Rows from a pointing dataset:
——————

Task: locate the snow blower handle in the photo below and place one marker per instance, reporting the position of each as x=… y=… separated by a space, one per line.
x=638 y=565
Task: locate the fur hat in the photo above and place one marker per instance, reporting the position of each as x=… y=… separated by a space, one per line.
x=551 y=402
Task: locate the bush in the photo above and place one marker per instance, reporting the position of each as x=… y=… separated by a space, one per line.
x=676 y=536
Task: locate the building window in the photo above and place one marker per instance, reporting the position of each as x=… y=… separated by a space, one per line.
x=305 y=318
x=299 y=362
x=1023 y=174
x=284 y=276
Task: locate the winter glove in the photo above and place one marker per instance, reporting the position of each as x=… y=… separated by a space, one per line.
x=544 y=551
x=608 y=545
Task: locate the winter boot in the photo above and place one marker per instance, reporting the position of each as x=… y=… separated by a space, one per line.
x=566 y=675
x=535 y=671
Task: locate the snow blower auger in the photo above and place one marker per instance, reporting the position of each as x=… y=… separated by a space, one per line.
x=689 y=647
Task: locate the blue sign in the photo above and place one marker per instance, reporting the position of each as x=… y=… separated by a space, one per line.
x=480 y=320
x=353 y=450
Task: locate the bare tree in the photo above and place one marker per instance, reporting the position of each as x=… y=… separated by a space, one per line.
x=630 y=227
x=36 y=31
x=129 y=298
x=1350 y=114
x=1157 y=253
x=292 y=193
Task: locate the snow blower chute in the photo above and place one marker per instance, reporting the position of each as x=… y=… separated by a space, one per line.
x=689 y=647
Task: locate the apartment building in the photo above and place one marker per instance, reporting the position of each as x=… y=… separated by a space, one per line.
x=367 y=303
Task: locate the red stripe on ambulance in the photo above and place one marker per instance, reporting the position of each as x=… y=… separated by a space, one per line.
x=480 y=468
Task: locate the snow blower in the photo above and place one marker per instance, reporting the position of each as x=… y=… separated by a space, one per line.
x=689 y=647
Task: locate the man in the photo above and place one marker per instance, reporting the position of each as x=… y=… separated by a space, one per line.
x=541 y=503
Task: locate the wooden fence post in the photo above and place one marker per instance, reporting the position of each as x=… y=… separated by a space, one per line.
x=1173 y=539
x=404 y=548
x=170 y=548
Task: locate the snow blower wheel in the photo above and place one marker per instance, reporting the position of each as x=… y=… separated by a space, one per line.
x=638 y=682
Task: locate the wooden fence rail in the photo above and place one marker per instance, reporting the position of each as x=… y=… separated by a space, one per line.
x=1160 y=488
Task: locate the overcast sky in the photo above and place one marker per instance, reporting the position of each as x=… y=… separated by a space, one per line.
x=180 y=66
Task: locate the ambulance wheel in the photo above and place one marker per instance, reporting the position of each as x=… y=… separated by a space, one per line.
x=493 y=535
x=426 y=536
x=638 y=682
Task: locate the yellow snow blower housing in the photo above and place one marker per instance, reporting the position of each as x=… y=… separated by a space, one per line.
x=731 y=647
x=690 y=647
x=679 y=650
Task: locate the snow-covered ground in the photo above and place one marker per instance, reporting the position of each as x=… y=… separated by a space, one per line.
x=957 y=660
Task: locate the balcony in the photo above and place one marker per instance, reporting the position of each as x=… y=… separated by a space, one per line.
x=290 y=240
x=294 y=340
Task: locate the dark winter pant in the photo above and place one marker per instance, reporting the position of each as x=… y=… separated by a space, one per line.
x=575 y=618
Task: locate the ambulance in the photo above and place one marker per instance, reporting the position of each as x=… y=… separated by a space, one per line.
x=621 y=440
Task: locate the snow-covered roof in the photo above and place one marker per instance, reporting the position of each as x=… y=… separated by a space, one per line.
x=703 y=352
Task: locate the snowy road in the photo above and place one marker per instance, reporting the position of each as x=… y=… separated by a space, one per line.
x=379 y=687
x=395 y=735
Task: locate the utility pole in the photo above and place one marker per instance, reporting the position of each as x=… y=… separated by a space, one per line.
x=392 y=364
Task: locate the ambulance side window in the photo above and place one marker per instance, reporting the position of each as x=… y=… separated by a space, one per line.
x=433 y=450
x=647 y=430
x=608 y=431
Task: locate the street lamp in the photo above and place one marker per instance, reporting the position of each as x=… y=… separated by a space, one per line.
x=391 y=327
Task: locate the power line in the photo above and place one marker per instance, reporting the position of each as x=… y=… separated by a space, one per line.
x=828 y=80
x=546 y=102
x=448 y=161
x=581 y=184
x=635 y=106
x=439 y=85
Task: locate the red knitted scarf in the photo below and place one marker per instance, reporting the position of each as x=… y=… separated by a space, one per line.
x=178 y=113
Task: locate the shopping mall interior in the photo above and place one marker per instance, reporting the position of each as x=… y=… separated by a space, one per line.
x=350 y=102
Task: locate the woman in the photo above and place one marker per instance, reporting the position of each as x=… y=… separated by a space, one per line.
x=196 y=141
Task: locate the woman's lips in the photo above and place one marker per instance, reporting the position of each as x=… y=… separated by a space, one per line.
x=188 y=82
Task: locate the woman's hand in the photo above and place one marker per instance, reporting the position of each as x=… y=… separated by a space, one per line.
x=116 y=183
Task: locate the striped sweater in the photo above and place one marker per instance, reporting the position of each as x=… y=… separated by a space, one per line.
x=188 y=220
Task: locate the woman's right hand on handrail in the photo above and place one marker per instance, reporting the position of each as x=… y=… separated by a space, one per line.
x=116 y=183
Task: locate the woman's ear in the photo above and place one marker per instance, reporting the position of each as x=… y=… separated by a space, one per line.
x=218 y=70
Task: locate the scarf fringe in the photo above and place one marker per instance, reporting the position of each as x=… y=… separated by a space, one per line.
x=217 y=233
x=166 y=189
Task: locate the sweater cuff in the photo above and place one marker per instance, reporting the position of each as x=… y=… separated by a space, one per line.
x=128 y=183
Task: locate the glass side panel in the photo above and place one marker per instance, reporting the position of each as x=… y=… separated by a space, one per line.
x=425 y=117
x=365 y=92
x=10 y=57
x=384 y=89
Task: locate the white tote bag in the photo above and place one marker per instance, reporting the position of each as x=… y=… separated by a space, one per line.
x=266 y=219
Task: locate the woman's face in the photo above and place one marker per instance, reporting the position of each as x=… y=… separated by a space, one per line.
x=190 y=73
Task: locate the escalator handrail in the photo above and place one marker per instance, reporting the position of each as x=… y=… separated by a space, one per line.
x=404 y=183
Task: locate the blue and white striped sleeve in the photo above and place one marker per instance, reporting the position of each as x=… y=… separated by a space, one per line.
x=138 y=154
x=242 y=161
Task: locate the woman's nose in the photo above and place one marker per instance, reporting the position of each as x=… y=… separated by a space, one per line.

——————

◆ Your objective:
Output every line of the records above as a JSON list of strings, one string per line, with blank lines left out.

◆ Task answer:
[
  "Task: locate the snow blower handle in the photo below and place one marker per instance, reporting the position of each as x=… y=… separated by a space, one per line.",
  "x=638 y=565",
  "Task: locate the fur hat in the photo above and place one marker per instance, reporting the position of each as x=… y=… separated by a space, one per line.",
  "x=551 y=402",
  "Task: locate the bush in the photo above and place one marker per instance, reporting the position of each as x=… y=… separated by a space, one per line.",
  "x=676 y=536",
  "Task: locate the building window in the photo above and place one marker per instance, reporting the position of each as x=… y=… separated by a space, one per line.",
  "x=305 y=318",
  "x=299 y=362",
  "x=1023 y=174",
  "x=284 y=276",
  "Task: locate the winter glove in the photo above and place one marker per instance, reporting the position of each as x=… y=… separated by a space, one per line.",
  "x=544 y=551",
  "x=608 y=545",
  "Task: locate the winter boot in the photo above and place one marker per instance, reporting the position of each as x=… y=… separated by a space, one per line.",
  "x=566 y=675",
  "x=535 y=671",
  "Task: locate the snow blower auger in the photo above and place one marker per instance, reporting the position of each as x=… y=… separated by a space, one per line.",
  "x=689 y=647",
  "Task: locate the blue sign in the photo above and place one marker per instance, reporting the position of each as x=… y=… separated by a space, one per line.",
  "x=480 y=320",
  "x=353 y=450",
  "Task: locate the bare tree in the photo above and place one marker per instance, reporting the position of each as x=… y=… separated by a space, one per line.",
  "x=630 y=227",
  "x=36 y=31",
  "x=129 y=298",
  "x=1350 y=114",
  "x=1157 y=253",
  "x=292 y=193",
  "Task: locate the snow blower chute in the photo above and place one marker per instance, reporting the position of each as x=… y=… separated by a space, one per line.",
  "x=689 y=647",
  "Task: locate the apartment building in the photo above and place one marker per instance, reporting the position of each as x=… y=… separated by a space, one per line.",
  "x=367 y=303",
  "Task: locate the red stripe on ambulance in the photo above and place one marker per instance, reporting the position of each as x=… y=… separated by a space, one per line.",
  "x=480 y=468",
  "Task: locate the snow blower in the photo above and place one marker per instance, reporting the position of each as x=… y=… separated by a space, one per line.",
  "x=689 y=647",
  "Task: locate the man in the photo above and place one marker per instance, reporting the position of each as x=… y=… separated by a space, one per line.",
  "x=541 y=503",
  "Task: locate the wooden fence post in the photo above and place one marker per instance, reporting the position of each as x=… y=… separated by a space, one per line.",
  "x=1173 y=539",
  "x=404 y=548",
  "x=170 y=548",
  "Task: locate the snow blower wheel in the photo above and place one marker per instance, reporting the position of each as x=… y=… separated by a space, one per line.",
  "x=638 y=682",
  "Task: locate the wooden fence rail in the photo above and place one marker per instance, reporting the position of each as x=… y=… separated by a space, one per line.",
  "x=1160 y=488",
  "Task: locate the overcast sky in the photo above and place one marker per instance, reporting the position of each as x=… y=… separated by a space, one per line.",
  "x=180 y=66",
  "Task: locate the ambulance wheel in the photo above and place one marker per instance, reporting the position of each as x=… y=… separated by a space, one per line.",
  "x=493 y=535",
  "x=426 y=536",
  "x=638 y=682",
  "Task: locate the yellow snow blower housing in the photo above and place one marker per instance, reporting the position of each as x=… y=… separated by a space, one per line.",
  "x=731 y=647",
  "x=690 y=647",
  "x=679 y=650",
  "Task: locate the snow-covered ground in the photo above and place one marker per instance, reporting the position of each as x=… y=… separated by a space, one per line.",
  "x=957 y=660",
  "Task: locate the balcony in the photo above and place one marker per instance, reporting the position of each as x=… y=… separated by a space, one per line.",
  "x=290 y=240",
  "x=294 y=340",
  "Task: locate the dark winter pant in the photo above and place one marker per instance, reporting the position of each as x=… y=… separated by a space, one per line.",
  "x=575 y=618",
  "Task: locate the ambulance in the photo above and place one marker per instance, reporting the position of each as x=… y=… separated by a space, one per line.",
  "x=621 y=440",
  "Task: locate the snow-covered roof in the photo above and place one marker per instance, reporting the position of each as x=… y=… separated by a space, one per line.",
  "x=703 y=352",
  "Task: locate the snowy road in the photo above and place one marker per instance, reporting the position of each as x=… y=… separated by a space, one per line.",
  "x=379 y=687",
  "x=395 y=735",
  "Task: locate the utility pole in the photo above and place one marker per instance, reporting the position of each as x=… y=… separated by a space, one per line.",
  "x=392 y=364",
  "Task: locate the ambulance side window in the photo above and place one marker per instance, reporting the position of each as x=… y=… separated by a space, one per line.",
  "x=433 y=450",
  "x=647 y=430",
  "x=608 y=431",
  "Task: locate the street lamp in the photo above and place one marker per instance, reporting the position of each as x=… y=… separated by a space, one per line.",
  "x=391 y=327",
  "Task: locate the power line in the photo above and place one marker per instance, reporting the position of each as x=… y=… separated by a space, one per line.",
  "x=828 y=80",
  "x=546 y=102",
  "x=448 y=161",
  "x=581 y=184",
  "x=635 y=106",
  "x=439 y=85",
  "Task: locate the red knitted scarf in the photo below and place one marker per instance, reporting the position of each as x=… y=… separated by a space, one per line.",
  "x=178 y=113",
  "Task: locate the shopping mall interior in the photo above and place one marker per instance, reporting the position of each as x=… y=… separated by a space, one per line.",
  "x=350 y=102",
  "Task: locate the woman in the photo above and place one marker per instance, reporting the position of each as x=… y=… separated by a space, one per line.",
  "x=196 y=141",
  "Task: locate the woman's lips in the photo above and place one marker per instance, reporting the position of each as x=… y=… separated by a space, one per line.",
  "x=188 y=82",
  "Task: locate the woman's hand in the photo above and place one marker per instance, reporting the position of each as x=… y=… separated by a space, one per line.",
  "x=116 y=183",
  "Task: locate the striped sweater in the photo above and place one marker per instance, reporting the position of each as x=… y=… separated by a space, one per line.",
  "x=188 y=220",
  "Task: locate the woman's right hand on handrail in the photo above and place one marker per instance, reporting the position of each as x=… y=… separated by a space, one per line.",
  "x=116 y=183",
  "Task: locate the woman's ear in the photo above and place one marker per instance, reporting the position of each as x=… y=… separated by a space, one per line.",
  "x=218 y=70",
  "Task: locate the scarf fringe in the photo above and place one marker per instance, reporting the position of each as x=… y=… separated by a space, one per line.",
  "x=217 y=233",
  "x=166 y=189",
  "Task: locate the sweater cuff in the photo above and place one marker per instance, reporting the position of each as x=… y=… separated by a space, one per line.",
  "x=128 y=183",
  "Task: locate the glass side panel in the photo above and place one marker per instance, reporting the position of each as x=… y=… separated by a space, one per line.",
  "x=425 y=117",
  "x=365 y=92",
  "x=10 y=57",
  "x=384 y=89",
  "Task: locate the white tote bag in the photo above and place one marker per instance, reporting the position of each as x=… y=… separated by a space, one per line.",
  "x=266 y=219",
  "Task: locate the woman's face in the photo above and place one marker per instance, reporting the position of each as x=… y=… separated by a space, one per line.",
  "x=190 y=73",
  "Task: locate the escalator handrail in the photo above and place one marker per instance, reporting the position of each as x=… y=… separated by a space, one per line.",
  "x=404 y=183",
  "Task: locate the blue and white striped sleeve in the photo above and place one marker per instance, reporting the position of each as x=… y=… separated by a space, one per line.",
  "x=138 y=154",
  "x=242 y=161",
  "Task: locate the woman's nose in the photo above and place one marker per instance, reporting the position of each as x=… y=… separated by a space, one per line."
]